→ What you need to do
**a.** In the database type check page, which method sends rows that fail the type check to other components?
**b.** In the database type check page, condense the paragraph beginning "Designed as a transformation component" into a short bulleted list that keeps its main facts.
**c.** Pick up the database type check page after its last sentence and continue it.

-- begin Selected passage --

Database Type Check

The DbTypeCheck is a component designed to check the type consistency of all properties of incoming records against their corresponding columns in an existing database table. This ensures that data being processed matches the expected types in the database, helping maintain data integrity and prevent errors during data flow operations.

Features

DbTypeCheck will check incoming rows to ensure their compatibility with the data types of corresponding columns in a designated table. By supplying a TableName and a ConnectionManager, the component automatically retrieves a TableDefinition from the source. Additionally, ColumnMapping, akin to that used in DbDestination, can be provided. DbTypeCheck verifies if each property’s data type and value in the incoming row match the mapped column.

Designed as a transformation component, DbTypeCheck has two outputs. The primary output, utilized through LinkTo, redirects all rows that pass the type check. Flawed rows are redirected to other components using the LinkFlawedTo method. The type check’s behavior can be tailored through various properties of the component.

Usage Example

public class MyDataTypeRow
{
    [DbColumnMap("IntCol")]
    public Int32? SomeInt { get; set; }

    [DbColumnMap("StringCol")]
    public string SomeString { get; set; }
}

DbTypeCheck<MyDataTypeRow> check = new DbTypeCheck<MyDataTypeRow>();
check.ConnectionManager = SqlConnection;
check.TableName = "destination_table";
DbDestination<MyDataTypeRow> dest = new DbDestination<MyDataTypeRow>(connection, tableName);
MemoryDestination<MyDataTypeRow> flawedRowsDest = new MemoryDestination<MyDataTypeRow>();

source.LinkTo(check);
check.LinkTo(dest);
check.LinkFlawedTo(flawedRowsDest);

Provide Your Own Table Definition

By default, DbTypeCheck retrieves the table definition from the database using the specified TableName and ConnectionManager. However, you can specify your own table definition, particularly useful when only specific columns need validation. For instance, you might use TableDefinition.FromTableName to obtain the complete table definition from an existing table and then modify it as required.

-- end Selected passage --
-- begin Extracted data --

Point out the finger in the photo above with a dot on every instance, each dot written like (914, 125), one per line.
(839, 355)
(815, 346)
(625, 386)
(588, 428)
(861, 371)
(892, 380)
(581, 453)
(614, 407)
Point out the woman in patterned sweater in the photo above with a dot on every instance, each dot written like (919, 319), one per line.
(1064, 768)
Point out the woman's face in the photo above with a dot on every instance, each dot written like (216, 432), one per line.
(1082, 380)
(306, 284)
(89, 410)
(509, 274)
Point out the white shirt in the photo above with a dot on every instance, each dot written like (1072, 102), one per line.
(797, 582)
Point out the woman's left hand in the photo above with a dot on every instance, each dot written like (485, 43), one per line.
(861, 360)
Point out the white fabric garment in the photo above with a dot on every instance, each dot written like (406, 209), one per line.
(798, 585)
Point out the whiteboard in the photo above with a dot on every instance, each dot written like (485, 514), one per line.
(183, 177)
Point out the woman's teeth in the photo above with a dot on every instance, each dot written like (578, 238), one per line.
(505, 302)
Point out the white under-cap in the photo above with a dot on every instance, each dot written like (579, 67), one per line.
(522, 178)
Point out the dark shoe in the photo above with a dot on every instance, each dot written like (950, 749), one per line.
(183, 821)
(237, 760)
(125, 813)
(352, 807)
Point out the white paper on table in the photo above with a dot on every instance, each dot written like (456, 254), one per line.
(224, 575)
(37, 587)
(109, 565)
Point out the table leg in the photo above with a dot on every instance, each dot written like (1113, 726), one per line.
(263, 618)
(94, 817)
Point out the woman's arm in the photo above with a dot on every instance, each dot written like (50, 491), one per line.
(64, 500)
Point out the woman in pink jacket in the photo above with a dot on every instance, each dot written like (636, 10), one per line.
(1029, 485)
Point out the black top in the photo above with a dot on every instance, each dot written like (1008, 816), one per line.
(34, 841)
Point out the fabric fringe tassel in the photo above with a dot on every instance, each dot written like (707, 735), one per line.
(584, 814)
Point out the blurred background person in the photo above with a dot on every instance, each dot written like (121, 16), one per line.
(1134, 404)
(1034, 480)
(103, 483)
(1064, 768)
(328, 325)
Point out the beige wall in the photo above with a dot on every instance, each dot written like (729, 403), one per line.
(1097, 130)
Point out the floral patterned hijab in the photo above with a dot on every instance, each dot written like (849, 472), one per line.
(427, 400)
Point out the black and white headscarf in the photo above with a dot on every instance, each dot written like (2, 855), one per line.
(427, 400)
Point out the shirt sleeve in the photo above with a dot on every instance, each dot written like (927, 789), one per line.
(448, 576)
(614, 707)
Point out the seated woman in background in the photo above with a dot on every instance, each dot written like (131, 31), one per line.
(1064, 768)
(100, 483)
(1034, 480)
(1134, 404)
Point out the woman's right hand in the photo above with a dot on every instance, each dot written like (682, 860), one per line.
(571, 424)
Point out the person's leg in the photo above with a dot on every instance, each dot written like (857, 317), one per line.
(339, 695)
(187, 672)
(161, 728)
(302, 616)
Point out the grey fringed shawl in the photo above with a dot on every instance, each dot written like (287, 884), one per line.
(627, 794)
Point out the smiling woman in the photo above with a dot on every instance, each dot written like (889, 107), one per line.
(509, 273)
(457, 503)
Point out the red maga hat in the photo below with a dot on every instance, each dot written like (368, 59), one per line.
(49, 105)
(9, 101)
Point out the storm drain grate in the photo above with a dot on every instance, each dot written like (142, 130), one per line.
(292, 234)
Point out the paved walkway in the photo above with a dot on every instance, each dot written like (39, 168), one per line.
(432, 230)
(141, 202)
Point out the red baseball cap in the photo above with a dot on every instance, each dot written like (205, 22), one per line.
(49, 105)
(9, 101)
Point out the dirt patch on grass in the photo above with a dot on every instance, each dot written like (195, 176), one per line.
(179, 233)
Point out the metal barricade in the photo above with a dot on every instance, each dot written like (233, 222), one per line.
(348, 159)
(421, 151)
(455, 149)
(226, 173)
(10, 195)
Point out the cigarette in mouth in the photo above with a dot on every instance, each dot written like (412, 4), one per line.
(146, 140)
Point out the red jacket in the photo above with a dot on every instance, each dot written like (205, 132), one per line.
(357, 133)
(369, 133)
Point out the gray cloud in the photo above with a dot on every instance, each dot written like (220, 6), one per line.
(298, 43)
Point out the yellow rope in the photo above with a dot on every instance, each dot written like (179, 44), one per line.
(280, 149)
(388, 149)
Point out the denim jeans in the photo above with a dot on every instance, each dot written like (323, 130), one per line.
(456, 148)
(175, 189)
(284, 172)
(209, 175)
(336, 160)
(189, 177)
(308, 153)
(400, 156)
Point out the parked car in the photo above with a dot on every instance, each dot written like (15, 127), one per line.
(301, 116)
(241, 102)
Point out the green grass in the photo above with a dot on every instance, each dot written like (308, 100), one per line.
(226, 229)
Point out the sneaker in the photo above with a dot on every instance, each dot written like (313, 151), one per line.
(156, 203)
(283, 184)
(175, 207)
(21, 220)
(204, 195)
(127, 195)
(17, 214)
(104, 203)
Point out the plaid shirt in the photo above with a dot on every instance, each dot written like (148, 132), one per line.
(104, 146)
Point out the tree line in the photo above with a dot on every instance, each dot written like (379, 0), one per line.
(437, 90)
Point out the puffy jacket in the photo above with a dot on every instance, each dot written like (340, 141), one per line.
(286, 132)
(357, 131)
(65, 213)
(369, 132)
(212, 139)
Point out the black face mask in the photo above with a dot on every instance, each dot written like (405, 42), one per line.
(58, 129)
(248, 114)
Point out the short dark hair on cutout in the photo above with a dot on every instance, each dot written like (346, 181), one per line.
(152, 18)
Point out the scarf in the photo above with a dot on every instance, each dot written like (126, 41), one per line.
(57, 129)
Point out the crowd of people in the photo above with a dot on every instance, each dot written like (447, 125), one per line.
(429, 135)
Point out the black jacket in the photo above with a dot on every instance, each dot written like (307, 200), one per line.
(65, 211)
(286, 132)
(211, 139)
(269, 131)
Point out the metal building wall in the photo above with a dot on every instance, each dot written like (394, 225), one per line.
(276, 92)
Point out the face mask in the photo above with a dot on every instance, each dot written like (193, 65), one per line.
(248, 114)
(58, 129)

-- end Extracted data --

→ Written responses
**a.** LinkFlawedTo

**b.**
- DbTypeCheck is a transformation component with two outputs.
- Rows that pass the type check go through the primary output, used via LinkTo.
- Flawed rows are sent to other components with the LinkFlawedTo method.
- Various properties of the component can adjust how the type check behaves.

**c.**
Flawed Record Handling

Records that align with the table’s schema are redirected using the standard LinkTo(..) method. Flawed records can be rerouted using the LinkFlawedTo(IDataFlowDestination<TInput>) method. Omitting LinkFlawedTo(..) causes flawed records to throw an exception, potentially halting the data flow upon encountering a flawed record. Alternatively, using the default LinkErrorTo(..) method allows records that trigger exceptions to be rerouted as ETLBoxError into an error data flow.

Column Mapping

Column mapping in DbTypeCheck mirrors the approach used in DbDestination. It is advisable to use the same column mapping for DbTypeCheck as in your DbDestination. The mapping can be defined either through attributes on a POCO (as in the earlier example) or by passing an array to the ColumnMapping attribute for dynamic objects.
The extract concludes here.